Task data.

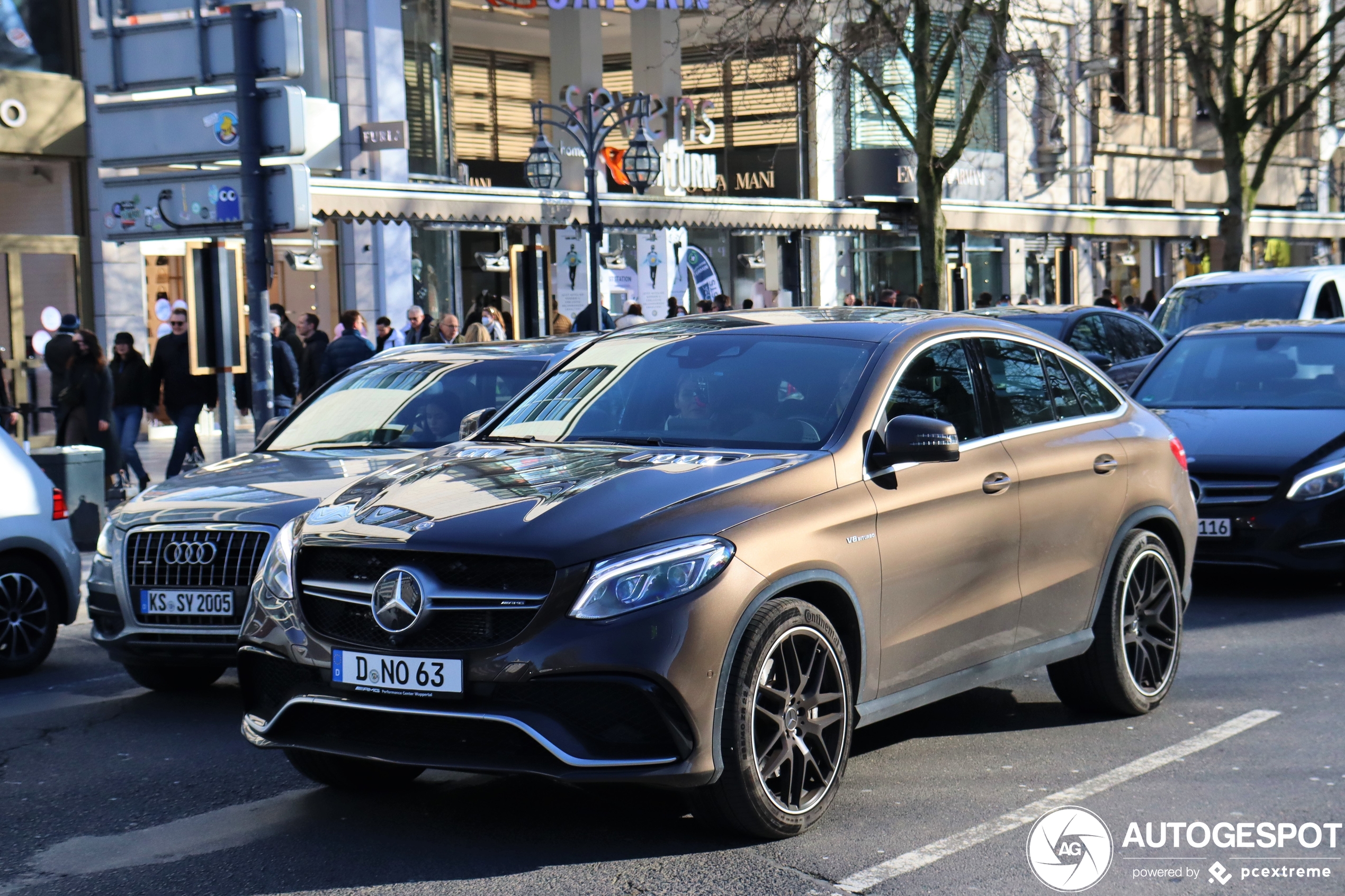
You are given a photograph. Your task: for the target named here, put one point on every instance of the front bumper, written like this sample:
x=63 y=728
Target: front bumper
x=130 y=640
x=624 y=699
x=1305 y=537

--

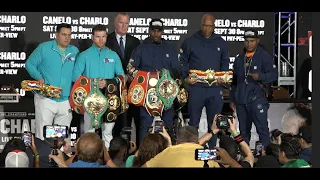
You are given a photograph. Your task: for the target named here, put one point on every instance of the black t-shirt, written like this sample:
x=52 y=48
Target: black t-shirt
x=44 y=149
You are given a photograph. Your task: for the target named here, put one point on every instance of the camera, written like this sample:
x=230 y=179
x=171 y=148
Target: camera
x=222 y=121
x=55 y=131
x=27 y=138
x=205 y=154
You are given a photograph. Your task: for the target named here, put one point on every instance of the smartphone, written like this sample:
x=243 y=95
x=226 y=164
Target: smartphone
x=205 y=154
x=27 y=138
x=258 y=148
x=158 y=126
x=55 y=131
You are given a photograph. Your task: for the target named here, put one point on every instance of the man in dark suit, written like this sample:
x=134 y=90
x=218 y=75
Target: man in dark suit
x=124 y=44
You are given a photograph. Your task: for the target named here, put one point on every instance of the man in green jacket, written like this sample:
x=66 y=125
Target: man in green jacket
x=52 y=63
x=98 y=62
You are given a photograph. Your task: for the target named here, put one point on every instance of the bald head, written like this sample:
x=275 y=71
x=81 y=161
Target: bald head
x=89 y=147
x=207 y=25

Activity. Search the entries for the string "sample" and return each line where it turns up.

Exercise output.
You are given a photograph. Your task: for the target named here, put one point on every instance of the front bumper, written like this sample:
You are given a photograph. Your task: for the target named here, put one point on every instance of the black t-shirt, written like this sample:
You are given a photograph. Your task: for the target named here, put one point on every instance of the camera, written like this sample:
You are given a photograph. Your task: for the target named here, put one point on every instance of the smartphone, written like this sample:
You are given a photograph. Your task: for the target named here, put one point on every instance of the man in dark suit, written like this sample:
You are given a photograph. Your task: for the target named here, put one point on every instance of the man in green jacket, written like this sample:
You are given a photograph. Your task: for the target named here, put one point on every instance of the bald head, written like this sample:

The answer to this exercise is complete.